## Written exercise:
Copy the part of the listing below word for word, starting with the line that contains "on trousers and" and ending with the listing's final line, both included.

>> begin Data records

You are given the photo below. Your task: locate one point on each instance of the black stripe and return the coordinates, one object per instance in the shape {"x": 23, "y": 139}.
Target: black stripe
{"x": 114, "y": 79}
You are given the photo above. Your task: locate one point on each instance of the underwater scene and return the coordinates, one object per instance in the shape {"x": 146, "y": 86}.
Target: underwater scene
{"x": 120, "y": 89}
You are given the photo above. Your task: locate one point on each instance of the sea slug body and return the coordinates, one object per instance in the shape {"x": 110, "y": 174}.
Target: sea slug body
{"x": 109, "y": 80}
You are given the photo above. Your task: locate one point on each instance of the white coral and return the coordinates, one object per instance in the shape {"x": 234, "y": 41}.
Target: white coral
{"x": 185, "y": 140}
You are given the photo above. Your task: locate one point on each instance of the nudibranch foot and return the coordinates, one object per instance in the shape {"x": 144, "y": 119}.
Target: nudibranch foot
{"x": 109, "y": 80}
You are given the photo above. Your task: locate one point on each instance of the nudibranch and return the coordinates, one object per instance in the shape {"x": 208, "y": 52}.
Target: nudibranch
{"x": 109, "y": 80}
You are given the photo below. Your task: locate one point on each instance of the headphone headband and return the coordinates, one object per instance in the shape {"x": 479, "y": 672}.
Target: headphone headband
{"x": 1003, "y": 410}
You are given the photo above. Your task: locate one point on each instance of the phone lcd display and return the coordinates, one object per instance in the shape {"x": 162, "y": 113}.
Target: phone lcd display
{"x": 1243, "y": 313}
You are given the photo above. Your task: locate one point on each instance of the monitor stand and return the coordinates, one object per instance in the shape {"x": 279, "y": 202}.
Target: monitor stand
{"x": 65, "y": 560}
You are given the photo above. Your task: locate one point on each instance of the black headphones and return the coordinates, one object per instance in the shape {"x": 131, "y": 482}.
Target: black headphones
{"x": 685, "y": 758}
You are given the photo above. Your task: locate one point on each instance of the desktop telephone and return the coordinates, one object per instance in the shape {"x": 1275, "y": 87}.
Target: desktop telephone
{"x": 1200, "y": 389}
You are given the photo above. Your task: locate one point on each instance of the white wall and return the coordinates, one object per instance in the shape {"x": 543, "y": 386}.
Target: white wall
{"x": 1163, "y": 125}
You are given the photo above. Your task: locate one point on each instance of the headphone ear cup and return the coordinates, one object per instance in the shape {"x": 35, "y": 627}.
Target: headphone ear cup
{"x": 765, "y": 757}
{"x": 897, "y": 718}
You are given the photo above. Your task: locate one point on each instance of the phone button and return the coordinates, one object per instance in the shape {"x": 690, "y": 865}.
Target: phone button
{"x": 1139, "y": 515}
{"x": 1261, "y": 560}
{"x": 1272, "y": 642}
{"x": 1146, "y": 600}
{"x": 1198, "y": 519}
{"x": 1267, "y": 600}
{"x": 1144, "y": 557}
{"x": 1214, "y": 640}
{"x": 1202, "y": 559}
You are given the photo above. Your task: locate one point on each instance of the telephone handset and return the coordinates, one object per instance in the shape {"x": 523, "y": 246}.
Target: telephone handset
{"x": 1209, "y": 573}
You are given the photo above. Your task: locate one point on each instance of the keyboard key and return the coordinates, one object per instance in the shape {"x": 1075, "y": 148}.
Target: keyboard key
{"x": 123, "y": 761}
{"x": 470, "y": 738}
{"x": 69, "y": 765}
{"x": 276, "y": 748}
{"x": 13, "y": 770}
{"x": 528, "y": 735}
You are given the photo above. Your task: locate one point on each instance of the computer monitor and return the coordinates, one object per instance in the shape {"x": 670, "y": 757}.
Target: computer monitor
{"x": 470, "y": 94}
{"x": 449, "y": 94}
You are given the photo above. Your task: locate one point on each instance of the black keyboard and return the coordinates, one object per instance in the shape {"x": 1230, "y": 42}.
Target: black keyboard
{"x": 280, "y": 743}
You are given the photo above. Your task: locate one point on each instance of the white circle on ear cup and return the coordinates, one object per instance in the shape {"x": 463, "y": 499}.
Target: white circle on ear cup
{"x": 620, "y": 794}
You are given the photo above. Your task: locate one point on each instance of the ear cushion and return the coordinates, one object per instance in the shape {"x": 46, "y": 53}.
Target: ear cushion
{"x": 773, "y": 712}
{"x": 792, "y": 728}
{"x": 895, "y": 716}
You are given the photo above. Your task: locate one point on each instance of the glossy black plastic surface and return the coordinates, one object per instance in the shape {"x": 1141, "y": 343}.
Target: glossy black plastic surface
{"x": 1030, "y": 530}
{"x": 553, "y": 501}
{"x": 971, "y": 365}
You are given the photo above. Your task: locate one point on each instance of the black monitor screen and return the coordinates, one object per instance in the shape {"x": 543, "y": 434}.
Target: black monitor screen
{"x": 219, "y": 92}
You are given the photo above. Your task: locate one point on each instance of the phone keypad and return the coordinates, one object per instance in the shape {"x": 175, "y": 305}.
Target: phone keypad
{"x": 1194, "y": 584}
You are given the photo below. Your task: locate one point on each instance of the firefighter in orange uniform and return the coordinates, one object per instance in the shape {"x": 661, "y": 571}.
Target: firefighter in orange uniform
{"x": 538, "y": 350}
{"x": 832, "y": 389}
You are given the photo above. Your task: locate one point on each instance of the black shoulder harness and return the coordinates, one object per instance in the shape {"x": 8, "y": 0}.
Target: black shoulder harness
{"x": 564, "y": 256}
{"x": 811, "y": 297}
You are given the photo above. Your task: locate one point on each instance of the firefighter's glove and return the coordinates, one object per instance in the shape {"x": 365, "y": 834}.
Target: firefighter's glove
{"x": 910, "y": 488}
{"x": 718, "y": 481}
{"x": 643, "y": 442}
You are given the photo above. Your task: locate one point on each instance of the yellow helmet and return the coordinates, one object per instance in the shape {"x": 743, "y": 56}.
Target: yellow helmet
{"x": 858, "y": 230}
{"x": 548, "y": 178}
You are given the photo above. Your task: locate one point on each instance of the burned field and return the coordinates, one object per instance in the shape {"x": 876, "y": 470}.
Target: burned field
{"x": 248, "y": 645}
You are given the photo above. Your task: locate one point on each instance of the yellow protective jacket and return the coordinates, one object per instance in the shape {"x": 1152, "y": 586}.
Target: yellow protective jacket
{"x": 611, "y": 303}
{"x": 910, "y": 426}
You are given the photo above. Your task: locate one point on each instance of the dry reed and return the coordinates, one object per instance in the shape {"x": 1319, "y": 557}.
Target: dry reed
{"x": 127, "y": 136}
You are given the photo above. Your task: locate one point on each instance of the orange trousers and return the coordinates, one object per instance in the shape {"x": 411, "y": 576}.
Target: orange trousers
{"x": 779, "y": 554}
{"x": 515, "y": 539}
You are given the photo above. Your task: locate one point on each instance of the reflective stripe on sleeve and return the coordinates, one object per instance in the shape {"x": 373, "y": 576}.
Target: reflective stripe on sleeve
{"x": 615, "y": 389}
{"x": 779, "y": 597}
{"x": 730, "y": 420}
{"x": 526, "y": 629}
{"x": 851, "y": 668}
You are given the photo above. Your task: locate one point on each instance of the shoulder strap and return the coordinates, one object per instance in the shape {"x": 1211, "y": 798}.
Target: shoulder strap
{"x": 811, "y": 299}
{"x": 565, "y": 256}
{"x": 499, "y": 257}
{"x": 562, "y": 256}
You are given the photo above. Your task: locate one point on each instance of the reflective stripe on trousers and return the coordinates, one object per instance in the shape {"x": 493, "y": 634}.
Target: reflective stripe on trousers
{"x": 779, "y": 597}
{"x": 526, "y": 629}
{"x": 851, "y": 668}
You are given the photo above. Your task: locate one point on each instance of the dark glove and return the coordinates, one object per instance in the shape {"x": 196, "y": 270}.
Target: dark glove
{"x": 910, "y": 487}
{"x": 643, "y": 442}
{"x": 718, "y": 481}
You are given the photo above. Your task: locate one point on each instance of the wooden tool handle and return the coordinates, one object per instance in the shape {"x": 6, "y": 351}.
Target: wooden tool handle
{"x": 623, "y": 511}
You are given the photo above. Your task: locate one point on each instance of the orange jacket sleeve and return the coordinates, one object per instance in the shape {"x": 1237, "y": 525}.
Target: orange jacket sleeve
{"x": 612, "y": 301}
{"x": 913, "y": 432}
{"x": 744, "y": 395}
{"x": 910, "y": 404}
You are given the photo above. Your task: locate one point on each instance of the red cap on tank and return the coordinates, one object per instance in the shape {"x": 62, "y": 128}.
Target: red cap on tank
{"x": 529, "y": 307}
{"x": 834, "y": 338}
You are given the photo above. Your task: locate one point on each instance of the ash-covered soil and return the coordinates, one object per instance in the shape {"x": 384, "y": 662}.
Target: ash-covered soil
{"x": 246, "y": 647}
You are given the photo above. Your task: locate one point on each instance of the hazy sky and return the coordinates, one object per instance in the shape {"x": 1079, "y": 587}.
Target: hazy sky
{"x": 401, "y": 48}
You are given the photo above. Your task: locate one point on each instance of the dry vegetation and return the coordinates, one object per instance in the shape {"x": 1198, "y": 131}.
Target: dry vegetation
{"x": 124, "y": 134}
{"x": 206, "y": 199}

>> end Data records

## Answer to the exercise:
You are given the photo above. Your task: locate one point on each instance of the reflective stripe on trousers and return the coordinates, one object per instance in the shape {"x": 493, "y": 634}.
Target: reflective stripe on trousers
{"x": 779, "y": 597}
{"x": 526, "y": 629}
{"x": 851, "y": 668}
You are given the photo above. Your task: locate one point on each instance of the dark glove and return the coordinates, one object per instance in the shape {"x": 196, "y": 270}.
Target: dark glove
{"x": 910, "y": 487}
{"x": 643, "y": 442}
{"x": 718, "y": 481}
You are given the photo above. Your task: locate one point on each instance of the wooden tool handle and return the coordinates, one object per instance in the shape {"x": 6, "y": 351}.
Target: wooden tool handle
{"x": 623, "y": 511}
You are given the photo above. Your task: locate one point on each instance of the orange jacket sleeve and return the coordinates, one object per instance in the shape {"x": 1237, "y": 525}.
Target: orange jacket sleeve
{"x": 612, "y": 301}
{"x": 913, "y": 432}
{"x": 744, "y": 395}
{"x": 910, "y": 404}
You are given the photo above. Your task: locate one point on each instance of the red cap on tank and return the coordinates, one object per instance in the shape {"x": 62, "y": 128}.
Target: red cap on tank
{"x": 529, "y": 307}
{"x": 834, "y": 338}
You are given the photo above. Your task: locate one point on each instance of the ash-covered soil and return the coordinates, one object per instance in the shape {"x": 384, "y": 662}.
Target: ash-covered soil
{"x": 246, "y": 647}
You are given the photo above. Your task: locate one point on each instance of the hazy sky and return the coordinates, one object per instance in the shape {"x": 1079, "y": 587}.
Target: hazy sky
{"x": 401, "y": 48}
You are given the photo above. Your task: locate one point on each instance of the dry vegetation and return the coordinates, one object per instance in the shape {"x": 1198, "y": 131}.
Target: dry vegetation
{"x": 124, "y": 134}
{"x": 206, "y": 199}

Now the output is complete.